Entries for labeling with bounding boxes
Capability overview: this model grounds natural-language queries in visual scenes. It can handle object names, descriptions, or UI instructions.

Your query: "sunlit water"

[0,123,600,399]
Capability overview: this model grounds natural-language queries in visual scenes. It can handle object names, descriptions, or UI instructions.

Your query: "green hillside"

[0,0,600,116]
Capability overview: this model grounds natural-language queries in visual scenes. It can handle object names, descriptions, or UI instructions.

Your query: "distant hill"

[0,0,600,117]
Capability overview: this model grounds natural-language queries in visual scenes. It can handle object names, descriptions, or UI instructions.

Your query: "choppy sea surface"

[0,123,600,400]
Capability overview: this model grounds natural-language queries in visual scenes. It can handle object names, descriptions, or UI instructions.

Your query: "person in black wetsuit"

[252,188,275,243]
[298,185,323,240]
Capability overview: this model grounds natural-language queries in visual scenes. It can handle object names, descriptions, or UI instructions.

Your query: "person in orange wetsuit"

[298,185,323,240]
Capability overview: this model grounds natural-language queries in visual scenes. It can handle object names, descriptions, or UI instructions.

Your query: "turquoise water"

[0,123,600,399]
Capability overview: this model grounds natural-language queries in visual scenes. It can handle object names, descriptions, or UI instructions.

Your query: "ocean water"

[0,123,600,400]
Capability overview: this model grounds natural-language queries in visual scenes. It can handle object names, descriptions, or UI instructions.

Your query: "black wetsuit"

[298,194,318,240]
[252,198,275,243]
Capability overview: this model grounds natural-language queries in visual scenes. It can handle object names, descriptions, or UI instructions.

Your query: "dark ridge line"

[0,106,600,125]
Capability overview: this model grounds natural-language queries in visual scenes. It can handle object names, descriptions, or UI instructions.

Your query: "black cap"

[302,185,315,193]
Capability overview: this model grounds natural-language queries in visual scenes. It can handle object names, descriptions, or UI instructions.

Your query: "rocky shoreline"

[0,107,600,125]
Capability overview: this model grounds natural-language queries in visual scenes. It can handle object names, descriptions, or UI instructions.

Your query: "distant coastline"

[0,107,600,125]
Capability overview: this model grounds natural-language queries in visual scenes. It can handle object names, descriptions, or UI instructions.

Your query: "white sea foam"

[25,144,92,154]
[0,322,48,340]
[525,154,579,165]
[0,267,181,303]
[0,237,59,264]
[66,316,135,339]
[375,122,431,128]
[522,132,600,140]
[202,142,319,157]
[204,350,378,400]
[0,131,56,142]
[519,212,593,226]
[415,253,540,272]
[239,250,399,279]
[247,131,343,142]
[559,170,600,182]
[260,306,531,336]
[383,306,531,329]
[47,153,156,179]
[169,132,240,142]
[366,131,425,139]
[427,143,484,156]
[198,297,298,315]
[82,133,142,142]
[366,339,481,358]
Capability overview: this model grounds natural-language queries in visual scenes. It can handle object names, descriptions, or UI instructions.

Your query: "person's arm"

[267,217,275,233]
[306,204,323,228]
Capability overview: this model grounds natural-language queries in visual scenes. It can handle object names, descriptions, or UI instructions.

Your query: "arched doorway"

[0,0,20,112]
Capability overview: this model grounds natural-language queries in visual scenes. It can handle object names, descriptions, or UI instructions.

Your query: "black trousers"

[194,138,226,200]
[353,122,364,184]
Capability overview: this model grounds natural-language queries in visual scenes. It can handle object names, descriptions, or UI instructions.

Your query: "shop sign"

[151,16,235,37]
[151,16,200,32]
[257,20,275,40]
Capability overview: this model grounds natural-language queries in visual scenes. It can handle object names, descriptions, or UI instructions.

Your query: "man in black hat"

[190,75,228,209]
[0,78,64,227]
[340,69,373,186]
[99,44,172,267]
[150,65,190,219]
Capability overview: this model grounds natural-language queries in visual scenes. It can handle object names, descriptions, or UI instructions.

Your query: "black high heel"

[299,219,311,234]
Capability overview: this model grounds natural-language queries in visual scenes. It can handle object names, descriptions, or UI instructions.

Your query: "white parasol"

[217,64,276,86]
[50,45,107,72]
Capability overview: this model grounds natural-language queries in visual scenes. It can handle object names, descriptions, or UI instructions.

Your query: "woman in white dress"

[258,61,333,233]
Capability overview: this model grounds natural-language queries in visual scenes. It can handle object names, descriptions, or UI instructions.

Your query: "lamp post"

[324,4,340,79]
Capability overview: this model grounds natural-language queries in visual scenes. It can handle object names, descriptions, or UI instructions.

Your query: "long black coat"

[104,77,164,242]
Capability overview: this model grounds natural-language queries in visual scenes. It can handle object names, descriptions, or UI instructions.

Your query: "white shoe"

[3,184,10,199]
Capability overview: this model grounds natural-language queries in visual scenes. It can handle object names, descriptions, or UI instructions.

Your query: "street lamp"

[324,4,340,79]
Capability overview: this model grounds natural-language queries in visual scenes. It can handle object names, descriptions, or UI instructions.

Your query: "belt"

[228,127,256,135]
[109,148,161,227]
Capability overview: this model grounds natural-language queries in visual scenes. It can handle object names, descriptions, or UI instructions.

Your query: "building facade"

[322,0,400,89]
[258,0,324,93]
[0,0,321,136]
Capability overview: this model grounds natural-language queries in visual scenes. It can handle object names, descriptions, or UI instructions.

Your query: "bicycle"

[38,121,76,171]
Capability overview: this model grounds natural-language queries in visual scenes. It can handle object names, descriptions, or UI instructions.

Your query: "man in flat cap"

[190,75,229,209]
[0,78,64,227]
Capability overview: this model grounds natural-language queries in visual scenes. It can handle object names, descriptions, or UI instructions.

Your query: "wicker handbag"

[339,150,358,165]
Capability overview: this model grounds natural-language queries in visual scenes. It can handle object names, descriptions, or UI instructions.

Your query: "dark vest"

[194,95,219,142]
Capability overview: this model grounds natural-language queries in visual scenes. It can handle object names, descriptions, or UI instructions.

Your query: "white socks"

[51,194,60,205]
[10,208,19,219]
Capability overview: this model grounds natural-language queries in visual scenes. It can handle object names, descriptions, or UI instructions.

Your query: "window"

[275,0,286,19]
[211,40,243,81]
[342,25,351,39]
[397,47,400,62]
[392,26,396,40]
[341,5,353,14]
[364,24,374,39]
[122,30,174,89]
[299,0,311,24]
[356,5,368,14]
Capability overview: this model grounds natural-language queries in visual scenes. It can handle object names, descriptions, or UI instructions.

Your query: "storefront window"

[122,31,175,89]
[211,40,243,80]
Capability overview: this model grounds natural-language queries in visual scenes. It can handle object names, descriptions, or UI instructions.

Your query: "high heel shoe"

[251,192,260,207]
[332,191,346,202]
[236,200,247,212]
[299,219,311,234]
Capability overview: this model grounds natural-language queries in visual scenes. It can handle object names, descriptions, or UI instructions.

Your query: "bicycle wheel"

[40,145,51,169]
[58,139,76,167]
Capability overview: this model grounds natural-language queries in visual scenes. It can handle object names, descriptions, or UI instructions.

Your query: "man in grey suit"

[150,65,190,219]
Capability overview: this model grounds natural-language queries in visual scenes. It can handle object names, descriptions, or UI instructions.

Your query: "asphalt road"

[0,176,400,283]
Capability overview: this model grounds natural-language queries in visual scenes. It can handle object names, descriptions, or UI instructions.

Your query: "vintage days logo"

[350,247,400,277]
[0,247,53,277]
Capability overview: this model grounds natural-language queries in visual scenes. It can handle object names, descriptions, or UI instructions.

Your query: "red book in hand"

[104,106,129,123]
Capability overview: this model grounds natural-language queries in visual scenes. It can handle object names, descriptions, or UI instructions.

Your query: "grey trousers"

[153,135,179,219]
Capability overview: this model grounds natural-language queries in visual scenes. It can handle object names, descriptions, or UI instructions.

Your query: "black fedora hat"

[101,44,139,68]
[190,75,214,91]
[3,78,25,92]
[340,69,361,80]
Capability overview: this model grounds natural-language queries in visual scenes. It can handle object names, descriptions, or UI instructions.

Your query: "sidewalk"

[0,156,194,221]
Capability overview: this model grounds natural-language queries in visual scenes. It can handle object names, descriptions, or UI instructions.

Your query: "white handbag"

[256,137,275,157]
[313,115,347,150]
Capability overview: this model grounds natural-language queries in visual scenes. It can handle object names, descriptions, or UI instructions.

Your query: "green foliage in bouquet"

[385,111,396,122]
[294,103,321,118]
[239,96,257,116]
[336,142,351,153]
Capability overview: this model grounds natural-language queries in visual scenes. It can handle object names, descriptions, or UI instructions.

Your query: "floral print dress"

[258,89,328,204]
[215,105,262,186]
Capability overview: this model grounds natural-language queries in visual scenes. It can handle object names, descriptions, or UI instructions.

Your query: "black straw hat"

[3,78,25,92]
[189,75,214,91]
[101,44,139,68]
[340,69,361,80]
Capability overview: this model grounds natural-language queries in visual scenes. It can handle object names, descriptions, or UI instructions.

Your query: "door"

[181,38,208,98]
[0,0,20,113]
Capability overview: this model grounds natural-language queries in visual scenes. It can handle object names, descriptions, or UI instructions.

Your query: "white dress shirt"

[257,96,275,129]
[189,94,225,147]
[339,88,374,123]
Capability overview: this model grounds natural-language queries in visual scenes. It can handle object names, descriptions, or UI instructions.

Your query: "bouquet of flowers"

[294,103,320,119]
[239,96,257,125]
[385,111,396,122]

_Description of the task:_
Report every line of the listing above that contains the string "bicycle", copying each such line in full. Matches must agree in case.

_Answer to this problem:_
Your query: "bicycle"
Your query: "bicycle wheel"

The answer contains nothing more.